### Problem to solve
All lines from the one including "Class, locate every instance of the hosta" to the bottom of the entries below should be repeated exactly, both ends kept.
======== Record excerpts ========
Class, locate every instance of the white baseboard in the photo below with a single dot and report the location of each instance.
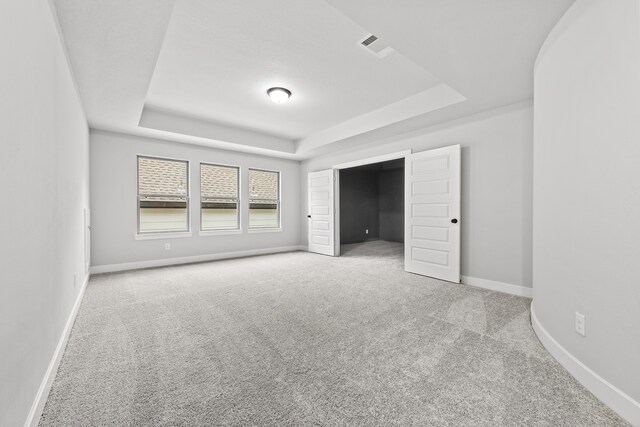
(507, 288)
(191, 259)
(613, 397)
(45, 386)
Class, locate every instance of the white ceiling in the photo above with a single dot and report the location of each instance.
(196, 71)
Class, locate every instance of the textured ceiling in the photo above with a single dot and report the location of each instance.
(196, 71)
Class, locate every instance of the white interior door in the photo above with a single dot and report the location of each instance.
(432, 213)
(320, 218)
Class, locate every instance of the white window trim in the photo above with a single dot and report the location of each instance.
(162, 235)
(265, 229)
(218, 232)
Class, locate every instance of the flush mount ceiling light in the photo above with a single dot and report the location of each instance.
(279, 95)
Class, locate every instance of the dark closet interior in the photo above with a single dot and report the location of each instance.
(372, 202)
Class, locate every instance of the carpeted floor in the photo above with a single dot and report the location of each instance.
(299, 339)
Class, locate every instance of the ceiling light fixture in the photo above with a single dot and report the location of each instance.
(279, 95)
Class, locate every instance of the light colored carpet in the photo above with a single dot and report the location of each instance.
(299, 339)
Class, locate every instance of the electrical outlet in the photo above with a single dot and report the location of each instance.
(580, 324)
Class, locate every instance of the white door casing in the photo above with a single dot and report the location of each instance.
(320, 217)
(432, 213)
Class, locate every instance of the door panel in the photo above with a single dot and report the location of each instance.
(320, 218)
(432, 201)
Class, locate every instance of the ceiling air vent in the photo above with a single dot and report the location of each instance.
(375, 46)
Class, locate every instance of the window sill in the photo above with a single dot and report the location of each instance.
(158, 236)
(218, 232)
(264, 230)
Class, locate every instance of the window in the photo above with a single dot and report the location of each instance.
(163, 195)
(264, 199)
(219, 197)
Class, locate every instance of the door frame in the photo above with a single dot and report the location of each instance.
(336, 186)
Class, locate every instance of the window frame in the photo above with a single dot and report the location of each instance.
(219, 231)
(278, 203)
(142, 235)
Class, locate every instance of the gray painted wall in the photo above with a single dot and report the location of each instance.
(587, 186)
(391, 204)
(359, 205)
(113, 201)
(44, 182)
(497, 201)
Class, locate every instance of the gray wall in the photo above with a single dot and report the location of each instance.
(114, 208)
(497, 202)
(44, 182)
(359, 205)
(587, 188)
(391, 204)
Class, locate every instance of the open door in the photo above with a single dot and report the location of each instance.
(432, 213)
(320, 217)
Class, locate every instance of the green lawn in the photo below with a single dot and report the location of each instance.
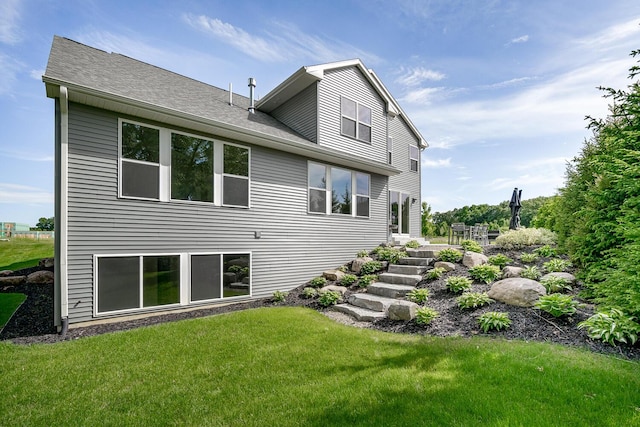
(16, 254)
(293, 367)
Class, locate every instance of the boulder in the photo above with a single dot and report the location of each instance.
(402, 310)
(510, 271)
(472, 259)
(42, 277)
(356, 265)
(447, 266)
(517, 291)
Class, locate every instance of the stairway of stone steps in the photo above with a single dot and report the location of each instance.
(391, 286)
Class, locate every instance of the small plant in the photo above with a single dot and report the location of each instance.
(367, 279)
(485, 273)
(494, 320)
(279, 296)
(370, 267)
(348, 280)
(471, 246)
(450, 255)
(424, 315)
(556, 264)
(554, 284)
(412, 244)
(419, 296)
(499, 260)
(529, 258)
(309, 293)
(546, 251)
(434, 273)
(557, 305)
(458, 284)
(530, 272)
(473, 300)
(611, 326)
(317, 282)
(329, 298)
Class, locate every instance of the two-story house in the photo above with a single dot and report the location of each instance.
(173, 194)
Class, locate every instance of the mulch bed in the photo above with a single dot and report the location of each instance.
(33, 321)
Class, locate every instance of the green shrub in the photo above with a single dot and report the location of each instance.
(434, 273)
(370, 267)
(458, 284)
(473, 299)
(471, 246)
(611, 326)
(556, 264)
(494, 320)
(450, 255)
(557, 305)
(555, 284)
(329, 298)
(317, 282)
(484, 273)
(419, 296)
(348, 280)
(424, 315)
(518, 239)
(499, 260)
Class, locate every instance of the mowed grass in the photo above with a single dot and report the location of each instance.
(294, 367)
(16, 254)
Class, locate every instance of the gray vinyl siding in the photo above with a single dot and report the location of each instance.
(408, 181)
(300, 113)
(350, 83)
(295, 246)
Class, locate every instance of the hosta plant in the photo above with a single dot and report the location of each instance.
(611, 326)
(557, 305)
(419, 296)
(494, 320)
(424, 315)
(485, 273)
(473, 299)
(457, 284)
========
### Exercise answer
Class, locate every instance of the hosta plant in the photo above with a single dot and report the location of each instance.
(611, 326)
(557, 305)
(419, 296)
(494, 320)
(424, 315)
(485, 273)
(473, 299)
(457, 284)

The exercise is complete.